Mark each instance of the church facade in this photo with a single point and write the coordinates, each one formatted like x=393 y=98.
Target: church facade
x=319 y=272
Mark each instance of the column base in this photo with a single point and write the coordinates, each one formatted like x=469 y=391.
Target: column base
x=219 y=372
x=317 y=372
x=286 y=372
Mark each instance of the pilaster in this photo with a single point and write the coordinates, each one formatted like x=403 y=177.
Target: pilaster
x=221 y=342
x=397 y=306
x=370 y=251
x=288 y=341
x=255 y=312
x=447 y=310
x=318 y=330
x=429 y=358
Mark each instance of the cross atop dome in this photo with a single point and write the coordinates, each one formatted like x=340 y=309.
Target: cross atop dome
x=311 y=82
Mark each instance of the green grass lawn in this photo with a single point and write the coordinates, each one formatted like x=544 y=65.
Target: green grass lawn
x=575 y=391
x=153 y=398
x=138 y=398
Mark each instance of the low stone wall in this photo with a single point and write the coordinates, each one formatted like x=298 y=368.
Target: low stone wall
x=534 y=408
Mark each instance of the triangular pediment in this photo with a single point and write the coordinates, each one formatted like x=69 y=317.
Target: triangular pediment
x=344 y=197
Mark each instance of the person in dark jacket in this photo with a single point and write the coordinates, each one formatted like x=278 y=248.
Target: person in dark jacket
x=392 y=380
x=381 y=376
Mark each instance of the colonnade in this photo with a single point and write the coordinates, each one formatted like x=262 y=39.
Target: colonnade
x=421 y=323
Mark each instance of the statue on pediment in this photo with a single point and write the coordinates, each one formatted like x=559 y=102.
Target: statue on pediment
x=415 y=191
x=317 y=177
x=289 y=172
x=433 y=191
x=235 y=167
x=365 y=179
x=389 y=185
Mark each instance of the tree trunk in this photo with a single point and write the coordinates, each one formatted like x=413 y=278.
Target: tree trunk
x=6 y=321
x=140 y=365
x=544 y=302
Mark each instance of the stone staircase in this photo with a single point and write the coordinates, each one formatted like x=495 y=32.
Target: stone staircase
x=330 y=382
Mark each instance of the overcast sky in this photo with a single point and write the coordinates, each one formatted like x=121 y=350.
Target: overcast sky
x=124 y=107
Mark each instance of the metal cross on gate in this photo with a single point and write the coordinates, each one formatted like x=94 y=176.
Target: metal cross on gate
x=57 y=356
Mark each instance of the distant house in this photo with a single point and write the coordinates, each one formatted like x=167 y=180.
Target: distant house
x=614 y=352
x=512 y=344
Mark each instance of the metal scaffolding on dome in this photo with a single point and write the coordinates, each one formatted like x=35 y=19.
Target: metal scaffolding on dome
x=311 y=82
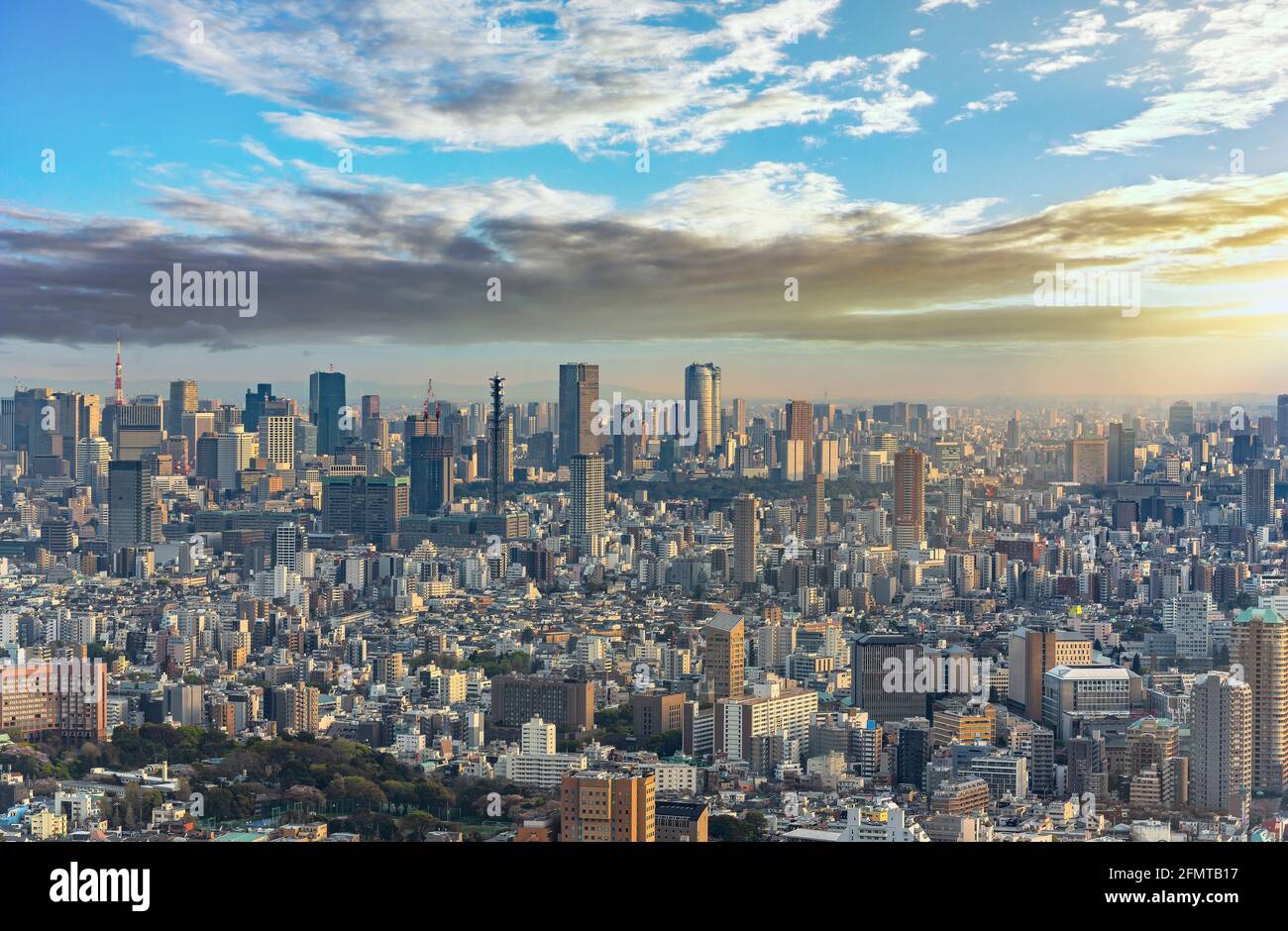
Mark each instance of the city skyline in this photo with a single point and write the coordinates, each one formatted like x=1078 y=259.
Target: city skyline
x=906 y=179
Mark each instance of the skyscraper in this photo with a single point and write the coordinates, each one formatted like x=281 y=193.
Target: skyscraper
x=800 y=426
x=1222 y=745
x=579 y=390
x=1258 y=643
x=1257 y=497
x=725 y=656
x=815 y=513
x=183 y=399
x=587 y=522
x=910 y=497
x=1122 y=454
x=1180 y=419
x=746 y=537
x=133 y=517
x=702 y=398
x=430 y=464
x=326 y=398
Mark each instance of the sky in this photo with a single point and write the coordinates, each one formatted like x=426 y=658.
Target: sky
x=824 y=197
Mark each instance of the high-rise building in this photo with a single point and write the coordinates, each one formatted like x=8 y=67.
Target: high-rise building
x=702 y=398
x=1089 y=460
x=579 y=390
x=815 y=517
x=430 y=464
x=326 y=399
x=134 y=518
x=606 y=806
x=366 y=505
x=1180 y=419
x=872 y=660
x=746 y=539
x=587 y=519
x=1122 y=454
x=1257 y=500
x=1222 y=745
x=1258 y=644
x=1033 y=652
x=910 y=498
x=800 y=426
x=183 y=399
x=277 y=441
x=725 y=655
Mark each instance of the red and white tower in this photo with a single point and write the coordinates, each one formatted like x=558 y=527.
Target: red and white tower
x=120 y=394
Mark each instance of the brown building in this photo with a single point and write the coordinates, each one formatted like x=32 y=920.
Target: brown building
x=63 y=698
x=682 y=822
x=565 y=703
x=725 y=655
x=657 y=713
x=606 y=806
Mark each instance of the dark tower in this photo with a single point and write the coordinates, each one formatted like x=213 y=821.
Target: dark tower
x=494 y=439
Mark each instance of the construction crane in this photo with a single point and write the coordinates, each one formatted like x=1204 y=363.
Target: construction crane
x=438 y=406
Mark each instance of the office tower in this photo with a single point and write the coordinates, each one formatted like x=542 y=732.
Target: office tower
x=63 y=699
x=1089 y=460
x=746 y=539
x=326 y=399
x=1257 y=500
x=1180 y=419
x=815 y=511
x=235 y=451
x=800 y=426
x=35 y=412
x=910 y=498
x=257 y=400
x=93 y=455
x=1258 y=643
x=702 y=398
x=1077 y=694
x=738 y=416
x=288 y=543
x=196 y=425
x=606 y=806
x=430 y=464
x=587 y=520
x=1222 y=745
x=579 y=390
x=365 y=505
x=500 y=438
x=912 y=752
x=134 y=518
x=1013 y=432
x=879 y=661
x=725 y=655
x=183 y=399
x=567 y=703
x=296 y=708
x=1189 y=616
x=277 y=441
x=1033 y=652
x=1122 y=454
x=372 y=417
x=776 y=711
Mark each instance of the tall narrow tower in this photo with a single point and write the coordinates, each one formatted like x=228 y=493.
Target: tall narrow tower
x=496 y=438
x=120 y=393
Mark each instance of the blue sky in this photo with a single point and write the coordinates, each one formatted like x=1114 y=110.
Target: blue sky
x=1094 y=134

--*--

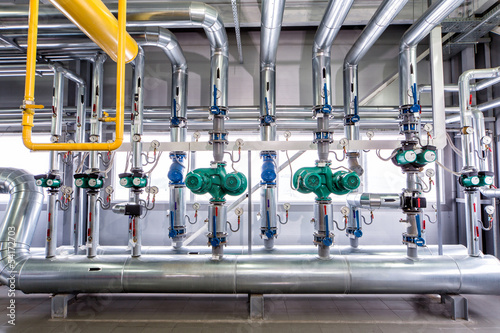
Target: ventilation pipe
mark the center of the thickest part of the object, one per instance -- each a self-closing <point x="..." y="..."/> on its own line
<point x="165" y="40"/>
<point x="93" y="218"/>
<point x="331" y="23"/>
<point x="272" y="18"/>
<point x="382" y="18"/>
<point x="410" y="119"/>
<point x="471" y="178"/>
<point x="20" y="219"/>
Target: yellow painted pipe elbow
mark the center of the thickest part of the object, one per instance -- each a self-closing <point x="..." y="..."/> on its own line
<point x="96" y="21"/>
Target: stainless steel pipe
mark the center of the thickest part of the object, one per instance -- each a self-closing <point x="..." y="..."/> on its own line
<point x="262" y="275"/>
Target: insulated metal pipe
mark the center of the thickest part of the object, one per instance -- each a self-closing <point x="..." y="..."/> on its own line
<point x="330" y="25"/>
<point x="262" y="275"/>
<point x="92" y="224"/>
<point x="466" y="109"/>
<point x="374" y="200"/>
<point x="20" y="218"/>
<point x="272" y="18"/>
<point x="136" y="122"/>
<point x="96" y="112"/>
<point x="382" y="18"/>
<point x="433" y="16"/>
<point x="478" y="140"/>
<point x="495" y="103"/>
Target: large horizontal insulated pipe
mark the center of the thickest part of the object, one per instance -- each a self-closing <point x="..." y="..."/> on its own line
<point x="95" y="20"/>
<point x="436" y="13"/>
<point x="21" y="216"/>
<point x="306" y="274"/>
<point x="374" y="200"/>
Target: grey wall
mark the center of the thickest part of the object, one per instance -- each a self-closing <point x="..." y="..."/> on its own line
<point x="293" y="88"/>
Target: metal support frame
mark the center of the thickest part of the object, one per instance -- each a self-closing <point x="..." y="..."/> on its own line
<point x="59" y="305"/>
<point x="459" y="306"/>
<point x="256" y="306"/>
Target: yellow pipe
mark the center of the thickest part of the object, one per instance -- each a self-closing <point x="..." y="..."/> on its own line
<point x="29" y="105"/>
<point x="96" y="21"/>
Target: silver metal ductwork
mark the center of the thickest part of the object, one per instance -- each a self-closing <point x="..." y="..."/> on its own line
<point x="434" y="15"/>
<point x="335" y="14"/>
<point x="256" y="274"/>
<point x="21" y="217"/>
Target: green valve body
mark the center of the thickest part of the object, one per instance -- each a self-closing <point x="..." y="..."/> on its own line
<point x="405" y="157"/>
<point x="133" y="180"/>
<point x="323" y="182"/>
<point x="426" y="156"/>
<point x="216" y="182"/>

--*--

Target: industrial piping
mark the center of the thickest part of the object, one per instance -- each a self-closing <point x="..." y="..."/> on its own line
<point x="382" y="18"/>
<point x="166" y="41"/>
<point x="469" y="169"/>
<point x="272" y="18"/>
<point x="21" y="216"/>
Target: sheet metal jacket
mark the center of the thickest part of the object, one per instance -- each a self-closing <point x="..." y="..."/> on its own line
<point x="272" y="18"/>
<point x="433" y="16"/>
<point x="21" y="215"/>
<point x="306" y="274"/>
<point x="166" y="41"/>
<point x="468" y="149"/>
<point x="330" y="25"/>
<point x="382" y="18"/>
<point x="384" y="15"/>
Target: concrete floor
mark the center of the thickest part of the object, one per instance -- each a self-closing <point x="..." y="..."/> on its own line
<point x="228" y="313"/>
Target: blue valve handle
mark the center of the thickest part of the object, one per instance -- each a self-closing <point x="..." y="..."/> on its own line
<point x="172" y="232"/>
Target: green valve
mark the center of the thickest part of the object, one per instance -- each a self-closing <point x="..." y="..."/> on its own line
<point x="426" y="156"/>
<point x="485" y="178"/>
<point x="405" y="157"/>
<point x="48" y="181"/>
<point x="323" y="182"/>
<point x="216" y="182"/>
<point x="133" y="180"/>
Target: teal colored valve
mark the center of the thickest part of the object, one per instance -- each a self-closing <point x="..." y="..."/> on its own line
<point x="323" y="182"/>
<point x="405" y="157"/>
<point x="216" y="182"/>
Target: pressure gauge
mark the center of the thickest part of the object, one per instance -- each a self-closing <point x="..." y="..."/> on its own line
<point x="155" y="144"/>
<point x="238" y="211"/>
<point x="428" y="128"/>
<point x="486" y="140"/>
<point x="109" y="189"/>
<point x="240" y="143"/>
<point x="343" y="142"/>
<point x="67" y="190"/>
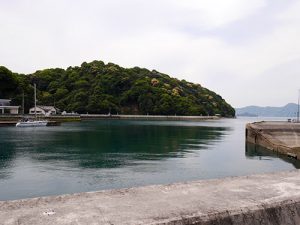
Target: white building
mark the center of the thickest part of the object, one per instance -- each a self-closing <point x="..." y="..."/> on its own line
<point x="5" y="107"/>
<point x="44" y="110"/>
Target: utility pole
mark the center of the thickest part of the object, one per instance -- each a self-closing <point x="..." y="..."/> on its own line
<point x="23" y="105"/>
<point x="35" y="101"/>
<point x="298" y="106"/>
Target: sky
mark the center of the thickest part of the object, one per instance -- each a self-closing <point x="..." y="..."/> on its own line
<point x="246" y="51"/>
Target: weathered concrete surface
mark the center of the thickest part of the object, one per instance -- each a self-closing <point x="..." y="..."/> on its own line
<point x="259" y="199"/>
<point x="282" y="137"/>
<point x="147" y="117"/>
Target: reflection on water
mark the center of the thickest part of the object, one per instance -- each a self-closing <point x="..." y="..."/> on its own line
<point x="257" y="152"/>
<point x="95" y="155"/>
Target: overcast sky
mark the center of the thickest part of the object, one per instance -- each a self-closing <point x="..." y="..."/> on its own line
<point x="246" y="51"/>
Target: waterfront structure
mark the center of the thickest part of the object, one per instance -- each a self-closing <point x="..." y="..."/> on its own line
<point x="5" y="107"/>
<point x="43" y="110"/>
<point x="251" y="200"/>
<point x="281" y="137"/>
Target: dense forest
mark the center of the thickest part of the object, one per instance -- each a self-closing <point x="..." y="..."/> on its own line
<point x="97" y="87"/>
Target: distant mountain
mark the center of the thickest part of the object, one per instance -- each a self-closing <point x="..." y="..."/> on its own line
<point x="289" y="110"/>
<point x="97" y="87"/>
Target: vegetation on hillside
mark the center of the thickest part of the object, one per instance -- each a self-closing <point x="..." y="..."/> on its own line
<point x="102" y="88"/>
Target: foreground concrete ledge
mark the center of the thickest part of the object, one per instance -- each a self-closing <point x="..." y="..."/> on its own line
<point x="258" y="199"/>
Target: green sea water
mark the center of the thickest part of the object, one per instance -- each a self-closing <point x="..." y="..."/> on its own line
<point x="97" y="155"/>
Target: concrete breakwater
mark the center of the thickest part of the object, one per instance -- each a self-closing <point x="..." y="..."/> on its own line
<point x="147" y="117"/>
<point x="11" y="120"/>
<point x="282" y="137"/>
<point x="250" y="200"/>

--*--

**What is expected**
Above are the entries. Quote exactly the lines from the one bearing "Mark each instance of the church" through the one bearing "Mark each instance of the low".

**Expected output**
Mark each instance of the church facade in this photo with a single point and write the coordinates, each one formatted like x=393 y=98.
Target: church facade
x=319 y=272
Mark each instance of the column base in this photo with a single point and write the coordinates, each one formatted like x=469 y=391.
Target: column base
x=219 y=372
x=317 y=372
x=286 y=372
Mark each instance of the pilaster in this photo with a single point and write the coordinates, each one formatted like x=403 y=177.
Target: pilaster
x=221 y=342
x=397 y=306
x=370 y=251
x=288 y=341
x=255 y=312
x=447 y=310
x=318 y=330
x=429 y=358
Mark each instance of the cross atop dome in this photo with a single point and write the coordinates, each one formatted like x=340 y=309.
Target: cross atop dome
x=311 y=82
Mark each instance of the green grass lawn in this photo with a single point and write the coordinates, each one formatted like x=544 y=65.
Target: green grass lawn
x=575 y=391
x=153 y=398
x=138 y=398
Mark each instance of the low stone wall in this photo with a single point and write the coordinates, each one formatted like x=298 y=368.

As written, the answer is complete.